WHAT THE EXERCISE ASKS ▸
Copy out the records unchanged, starting with the line that contains "Put a dot on each instance of the boy's neck" and continuing through the end of the records. Include both of those ends.

DATA IN THIS EXERCISE ▸
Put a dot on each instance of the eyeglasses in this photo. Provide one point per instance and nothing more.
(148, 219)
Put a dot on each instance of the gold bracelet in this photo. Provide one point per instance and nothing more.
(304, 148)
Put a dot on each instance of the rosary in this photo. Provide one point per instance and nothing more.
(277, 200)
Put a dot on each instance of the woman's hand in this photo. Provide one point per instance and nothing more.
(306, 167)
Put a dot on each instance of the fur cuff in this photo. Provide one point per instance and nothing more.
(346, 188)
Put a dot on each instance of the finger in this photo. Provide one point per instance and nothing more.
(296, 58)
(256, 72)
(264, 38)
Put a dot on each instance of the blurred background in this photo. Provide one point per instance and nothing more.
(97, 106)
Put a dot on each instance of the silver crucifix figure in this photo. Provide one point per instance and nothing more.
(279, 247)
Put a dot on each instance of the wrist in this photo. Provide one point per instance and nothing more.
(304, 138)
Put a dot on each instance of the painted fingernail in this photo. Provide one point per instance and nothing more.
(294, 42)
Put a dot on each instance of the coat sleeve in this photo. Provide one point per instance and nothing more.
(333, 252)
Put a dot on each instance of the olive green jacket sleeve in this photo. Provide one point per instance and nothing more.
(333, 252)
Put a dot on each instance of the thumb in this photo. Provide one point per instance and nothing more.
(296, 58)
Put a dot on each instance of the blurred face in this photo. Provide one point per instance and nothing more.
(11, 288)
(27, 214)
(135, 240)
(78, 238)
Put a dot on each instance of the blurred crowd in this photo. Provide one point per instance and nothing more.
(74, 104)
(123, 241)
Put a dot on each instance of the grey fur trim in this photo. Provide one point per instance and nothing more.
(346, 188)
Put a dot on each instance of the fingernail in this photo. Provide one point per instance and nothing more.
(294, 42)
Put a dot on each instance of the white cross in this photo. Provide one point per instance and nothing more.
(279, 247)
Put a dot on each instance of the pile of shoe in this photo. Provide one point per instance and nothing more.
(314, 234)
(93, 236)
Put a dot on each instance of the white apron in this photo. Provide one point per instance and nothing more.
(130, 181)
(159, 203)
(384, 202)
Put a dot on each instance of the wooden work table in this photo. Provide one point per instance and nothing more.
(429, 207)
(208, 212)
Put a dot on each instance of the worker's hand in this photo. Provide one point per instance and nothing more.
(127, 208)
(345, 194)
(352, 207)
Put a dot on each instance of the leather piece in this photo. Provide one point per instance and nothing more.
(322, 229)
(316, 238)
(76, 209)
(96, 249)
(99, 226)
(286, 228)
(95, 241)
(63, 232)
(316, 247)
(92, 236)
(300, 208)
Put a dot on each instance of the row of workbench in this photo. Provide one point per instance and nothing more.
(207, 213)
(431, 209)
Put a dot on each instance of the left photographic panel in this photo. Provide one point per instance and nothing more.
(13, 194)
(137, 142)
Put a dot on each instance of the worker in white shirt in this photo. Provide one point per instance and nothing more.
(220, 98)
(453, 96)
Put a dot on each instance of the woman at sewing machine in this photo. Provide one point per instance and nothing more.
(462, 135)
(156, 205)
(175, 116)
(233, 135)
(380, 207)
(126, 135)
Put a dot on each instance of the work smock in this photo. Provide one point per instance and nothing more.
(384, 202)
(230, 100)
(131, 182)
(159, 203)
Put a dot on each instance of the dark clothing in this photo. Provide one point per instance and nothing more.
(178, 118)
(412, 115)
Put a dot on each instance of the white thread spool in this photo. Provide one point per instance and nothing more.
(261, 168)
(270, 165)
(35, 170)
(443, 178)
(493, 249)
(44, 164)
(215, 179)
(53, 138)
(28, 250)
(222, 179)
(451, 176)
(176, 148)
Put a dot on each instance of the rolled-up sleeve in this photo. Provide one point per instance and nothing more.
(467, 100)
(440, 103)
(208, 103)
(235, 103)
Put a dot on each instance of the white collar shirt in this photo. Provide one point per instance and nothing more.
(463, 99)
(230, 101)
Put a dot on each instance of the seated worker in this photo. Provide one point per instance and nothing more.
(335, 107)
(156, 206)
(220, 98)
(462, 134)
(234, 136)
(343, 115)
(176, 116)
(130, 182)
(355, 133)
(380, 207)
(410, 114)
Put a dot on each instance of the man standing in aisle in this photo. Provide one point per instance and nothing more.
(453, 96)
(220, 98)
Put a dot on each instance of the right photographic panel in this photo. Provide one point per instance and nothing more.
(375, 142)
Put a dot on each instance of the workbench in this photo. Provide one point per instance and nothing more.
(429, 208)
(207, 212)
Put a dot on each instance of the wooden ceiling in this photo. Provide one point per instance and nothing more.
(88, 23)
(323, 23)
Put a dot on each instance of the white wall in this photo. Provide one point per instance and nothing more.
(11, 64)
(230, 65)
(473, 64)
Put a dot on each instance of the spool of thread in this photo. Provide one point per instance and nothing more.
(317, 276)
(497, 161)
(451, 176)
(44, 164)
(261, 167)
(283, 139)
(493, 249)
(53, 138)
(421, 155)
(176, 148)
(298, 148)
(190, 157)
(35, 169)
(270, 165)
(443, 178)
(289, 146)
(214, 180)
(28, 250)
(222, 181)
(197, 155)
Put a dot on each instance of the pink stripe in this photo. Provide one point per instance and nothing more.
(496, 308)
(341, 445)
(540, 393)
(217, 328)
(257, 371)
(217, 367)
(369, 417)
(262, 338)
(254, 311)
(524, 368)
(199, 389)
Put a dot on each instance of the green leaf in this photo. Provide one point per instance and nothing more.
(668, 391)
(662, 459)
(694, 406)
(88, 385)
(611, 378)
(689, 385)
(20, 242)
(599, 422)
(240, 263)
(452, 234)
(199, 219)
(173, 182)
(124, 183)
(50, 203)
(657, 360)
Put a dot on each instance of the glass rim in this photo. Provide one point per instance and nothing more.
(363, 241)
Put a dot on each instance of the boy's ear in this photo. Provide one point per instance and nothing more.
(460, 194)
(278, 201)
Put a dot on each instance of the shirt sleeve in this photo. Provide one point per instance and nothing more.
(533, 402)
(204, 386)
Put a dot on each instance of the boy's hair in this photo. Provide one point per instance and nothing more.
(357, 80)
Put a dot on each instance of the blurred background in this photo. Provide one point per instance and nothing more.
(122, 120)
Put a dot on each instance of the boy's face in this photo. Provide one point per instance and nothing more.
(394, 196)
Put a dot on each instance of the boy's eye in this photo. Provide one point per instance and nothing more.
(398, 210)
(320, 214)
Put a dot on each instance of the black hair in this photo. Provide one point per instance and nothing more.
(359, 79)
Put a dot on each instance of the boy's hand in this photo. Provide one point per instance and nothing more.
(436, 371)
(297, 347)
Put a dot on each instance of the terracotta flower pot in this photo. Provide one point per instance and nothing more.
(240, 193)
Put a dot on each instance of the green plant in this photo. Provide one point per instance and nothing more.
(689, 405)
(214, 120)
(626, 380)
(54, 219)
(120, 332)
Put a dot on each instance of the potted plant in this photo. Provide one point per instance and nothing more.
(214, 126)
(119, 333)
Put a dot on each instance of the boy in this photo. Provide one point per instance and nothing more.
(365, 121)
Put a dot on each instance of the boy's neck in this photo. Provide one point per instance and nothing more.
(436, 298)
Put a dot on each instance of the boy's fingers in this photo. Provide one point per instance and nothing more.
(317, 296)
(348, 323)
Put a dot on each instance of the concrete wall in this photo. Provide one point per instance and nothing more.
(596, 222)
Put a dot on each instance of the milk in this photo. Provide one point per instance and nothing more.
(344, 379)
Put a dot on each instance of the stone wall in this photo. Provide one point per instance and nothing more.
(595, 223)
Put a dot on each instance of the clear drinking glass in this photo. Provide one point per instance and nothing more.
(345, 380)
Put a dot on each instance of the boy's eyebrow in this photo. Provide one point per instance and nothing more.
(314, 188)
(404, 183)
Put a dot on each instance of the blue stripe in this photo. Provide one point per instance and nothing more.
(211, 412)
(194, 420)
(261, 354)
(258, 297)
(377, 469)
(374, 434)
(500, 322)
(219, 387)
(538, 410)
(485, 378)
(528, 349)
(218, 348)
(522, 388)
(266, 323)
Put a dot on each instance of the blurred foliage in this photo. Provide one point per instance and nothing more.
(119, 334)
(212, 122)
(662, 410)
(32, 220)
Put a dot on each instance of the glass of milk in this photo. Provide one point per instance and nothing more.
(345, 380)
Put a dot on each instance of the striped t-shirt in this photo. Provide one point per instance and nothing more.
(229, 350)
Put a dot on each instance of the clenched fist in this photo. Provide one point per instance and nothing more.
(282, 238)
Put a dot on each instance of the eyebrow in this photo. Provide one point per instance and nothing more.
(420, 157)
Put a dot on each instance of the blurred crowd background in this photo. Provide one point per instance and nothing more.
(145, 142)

TASK RESPONSE ▸
Put a dot on each instance of the boy's neck in this photo. Provide one point per instance and nothing more.
(436, 298)
Put a dot on each instance of the boy's fingers in this photo. Provide one point per instance and nothing more.
(317, 296)
(348, 323)
Put a dot on each instance of the concrete wall in this photo. Provide one point per instance and nothing more.
(596, 222)
Put a dot on each instance of the milk in this photo. Provide one point per instance and nothing more.
(344, 379)
Put a dot on each instance of the stone wall in this photo. Provide one point per instance and nothing more.
(595, 223)
Put a dot on each instance of the clear drinking glass in this photo. Provide one point per instance and nothing more.
(345, 380)
Put a dot on each instance of the boy's eyebrow in this photo. Provide one point per instance and nothing more.
(314, 188)
(404, 183)
Put a dot on each instance of the blue stripe in this photo. Provide one point per instance and nothing more.
(211, 412)
(194, 420)
(261, 354)
(258, 297)
(377, 469)
(374, 434)
(500, 322)
(219, 387)
(538, 410)
(485, 378)
(528, 349)
(218, 348)
(522, 388)
(266, 323)
Put a dot on each instance of the blurred foliage in this photo. Provide one point per instance and nothing more.
(119, 334)
(212, 122)
(662, 410)
(32, 220)
Put a dot on each instance of the glass of milk in this photo. Provide one point per instance and nothing more.
(345, 380)
Put a dot on each instance of the striped t-shirt in this photo. Provide one point per instance and nothing more.
(229, 350)
Put a dot on each instance of the clenched fist in this photo. Provide one point per instance and nothing more.
(282, 238)
Put a dot on each instance of the eyebrow in this photo. Provide one point per instance and nothing more.
(420, 157)
Put a dot on each instance of the blurred crowd background in this photo. Provide one point per instance and nothing more.
(145, 142)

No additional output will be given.